David Wingrove: Science Fiction writer

Estimated reading time:7 minutes, 17 seconds

Everyone has a story. The relaunch of the iconic Chung Kuo science fiction series takes place in June at Waterstone’s in Islington. Here author David Wingrove talks influences and Islington. Interview by Nicola Baird. Photos by Kimi Gill Photography.

David Wingrove. (c) Kimi Gill Photography for Islington Faces

Science fiction fans are sure to know the Chung Kuo series – initially set 200 years into the future – written by Islington-based author and science fiction expert David Wingrove. But what they may not know is that the Chinese setting to the series was dreamt up on a January walk in the 1983 to a SF shop on Holloway Road (the infamous Fantasy Centre, 157 Holloway Road which closed in 2009). http://www.lxnen.com/rogerbeccon/FC/

That idea for a short story became a world – Chung Kuo – that David turned into 20 books (around 2.5 million words). He’s also Islington’s most prolific living science fiction writer – the only possible competition would be from Douglas Adams who wrote the Hitchhiker’s Guide to the Galaxy, except he died in 2001.

________________

*TO DO*: Can you repeat, word for word, everything in the David Wingrove interview from "Estimated reading time:7" down to "Kimi Gill Photography."?

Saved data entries
________________

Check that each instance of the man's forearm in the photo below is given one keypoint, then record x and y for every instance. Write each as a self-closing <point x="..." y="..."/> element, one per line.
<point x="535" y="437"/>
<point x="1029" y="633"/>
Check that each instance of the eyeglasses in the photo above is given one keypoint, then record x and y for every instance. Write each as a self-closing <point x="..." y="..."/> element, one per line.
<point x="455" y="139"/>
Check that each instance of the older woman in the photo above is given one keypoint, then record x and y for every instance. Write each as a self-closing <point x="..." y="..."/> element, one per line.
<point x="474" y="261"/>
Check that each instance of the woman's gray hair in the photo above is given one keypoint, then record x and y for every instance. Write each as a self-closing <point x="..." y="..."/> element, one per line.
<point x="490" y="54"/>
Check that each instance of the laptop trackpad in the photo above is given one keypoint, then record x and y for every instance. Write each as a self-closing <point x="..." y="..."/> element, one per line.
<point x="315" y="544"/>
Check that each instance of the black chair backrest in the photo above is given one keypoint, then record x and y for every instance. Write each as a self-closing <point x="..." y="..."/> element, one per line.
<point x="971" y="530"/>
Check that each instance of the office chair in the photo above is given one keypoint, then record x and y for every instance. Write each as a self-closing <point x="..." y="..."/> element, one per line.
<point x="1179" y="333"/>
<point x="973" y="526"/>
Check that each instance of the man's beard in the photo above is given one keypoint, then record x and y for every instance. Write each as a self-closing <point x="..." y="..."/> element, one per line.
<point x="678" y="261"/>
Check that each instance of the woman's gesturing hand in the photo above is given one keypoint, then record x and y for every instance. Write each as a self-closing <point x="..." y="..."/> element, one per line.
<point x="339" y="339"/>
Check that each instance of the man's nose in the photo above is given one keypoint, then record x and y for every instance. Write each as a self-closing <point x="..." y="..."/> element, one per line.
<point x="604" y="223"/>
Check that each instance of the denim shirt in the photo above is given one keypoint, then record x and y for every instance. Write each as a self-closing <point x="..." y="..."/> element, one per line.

________________

*SOLUTION TO THIS EXERCISE*:
Estimated reading time:7 minutes, 17 seconds

Everyone has a story. The relaunch of the iconic Chung Kuo science fiction series takes place in June at Waterstone’s in Islington. Here author David Wingrove talks influences and Islington. Interview by Nicola Baird. Photos by Kimi Gill Photography.